**Text section**
^^^^^^^^

One conclusion from the above is that many metabolites prone to adverse interactions, including such pivotal molecules as carbohydrates, urea, and acyl-CoAs, were seamlessly incorporated into metabolism at early stages of evolution under conditions that made the accumulation of their parametabolic products negligible because of turnover and dilution. Many known non-enzymatic interactions were at work prior to the advent of aerobic forms of life. For example, methylglyoxal, which participates in certain metabolic pathways in bacteria, performs no function in other prokaryotes. Nevertheless, it is generated in them and in eukaryotes as a by-product of glycolysis. In either case, it can interact spontaneously with nucleophiles, including those incorporated in proteins and nucleic acids, all this without the involvement of molecular oxygen and/or ROS (56).

^^^^^^^^

**Aim of the task**
Resume the passage on non-enzymatic metabolite interactions, writing on from its final sentence. The items come from a source unrelated to the passage on non-enzymatic metabolite interactions.

^^^^^^^^

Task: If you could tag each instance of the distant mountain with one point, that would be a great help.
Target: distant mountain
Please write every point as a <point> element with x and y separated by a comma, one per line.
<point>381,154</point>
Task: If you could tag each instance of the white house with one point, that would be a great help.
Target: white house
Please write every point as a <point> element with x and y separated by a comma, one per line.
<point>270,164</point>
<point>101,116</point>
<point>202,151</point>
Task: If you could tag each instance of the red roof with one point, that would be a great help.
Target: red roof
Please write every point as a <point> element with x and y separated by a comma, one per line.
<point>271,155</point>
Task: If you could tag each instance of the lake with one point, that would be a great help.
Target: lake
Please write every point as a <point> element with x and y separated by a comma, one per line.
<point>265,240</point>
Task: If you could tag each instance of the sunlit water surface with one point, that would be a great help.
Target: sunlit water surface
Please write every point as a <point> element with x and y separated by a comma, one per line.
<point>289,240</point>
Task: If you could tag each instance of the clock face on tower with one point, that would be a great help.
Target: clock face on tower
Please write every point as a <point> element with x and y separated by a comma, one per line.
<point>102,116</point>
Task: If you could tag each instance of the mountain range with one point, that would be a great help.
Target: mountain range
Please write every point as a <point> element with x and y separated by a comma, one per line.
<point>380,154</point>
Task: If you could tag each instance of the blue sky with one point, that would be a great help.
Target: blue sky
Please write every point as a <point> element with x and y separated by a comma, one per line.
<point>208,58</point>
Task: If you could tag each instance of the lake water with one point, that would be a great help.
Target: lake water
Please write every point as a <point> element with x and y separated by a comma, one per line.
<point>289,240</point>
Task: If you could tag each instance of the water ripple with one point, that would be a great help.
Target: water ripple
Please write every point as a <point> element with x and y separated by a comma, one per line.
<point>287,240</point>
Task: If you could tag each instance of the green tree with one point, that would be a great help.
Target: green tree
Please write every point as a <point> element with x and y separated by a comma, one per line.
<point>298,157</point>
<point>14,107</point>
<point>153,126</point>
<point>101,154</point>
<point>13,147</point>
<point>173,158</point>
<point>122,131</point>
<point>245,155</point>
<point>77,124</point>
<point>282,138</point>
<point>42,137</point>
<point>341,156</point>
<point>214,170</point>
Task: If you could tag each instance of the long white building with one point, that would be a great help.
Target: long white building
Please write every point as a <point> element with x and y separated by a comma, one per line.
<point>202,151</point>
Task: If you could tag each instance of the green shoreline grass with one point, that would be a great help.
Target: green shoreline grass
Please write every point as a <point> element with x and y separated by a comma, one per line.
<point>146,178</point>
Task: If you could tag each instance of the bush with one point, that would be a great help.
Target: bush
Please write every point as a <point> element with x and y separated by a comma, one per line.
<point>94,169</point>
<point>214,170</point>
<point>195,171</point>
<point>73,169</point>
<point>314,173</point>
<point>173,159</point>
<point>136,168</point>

^^^^^^^^

**Written answer**
Although the range of parametabolic reactions enormously expanded with the advent of metabolic use of molecular oxygen and its derivatives, the unwanted consequences of metabolism were never, and are not today, limited to ROS-related reactions (11, 57). The examples in Figs. 1 and 2 and in Table 1 are deliberately chosen as cases where the initiation of damage by ROS or nitric oxide and its propagation by free radicals are not essential. These examples still suggest that the deleteriome of a system where these processes take place will continuously increase, although its density may be maintained and even decreased by dilution due to growth and proliferation. ROS can contribute to the final picture quite appreciably; however, they are neither necessary nor sufficient to make a system age.

The significance of non-enzymatic processes changed dramatically when it emerged in the course of evolution that the presence of non-renewable cells (e.g. in the brain) and extracellular matrix components (e.g. in the endoskeleton) could have adaptive value for populations to the extent that their benefits outweighed the adverse effects of damage accumulation in individual bodies. Thus, the advent of non-renewable structures as means of protection from exogenous hazards was associated with the actuation of the hidden endogenous damage potential, which previously could be neutralized by dilution and turnover (36) and pre-emption (34).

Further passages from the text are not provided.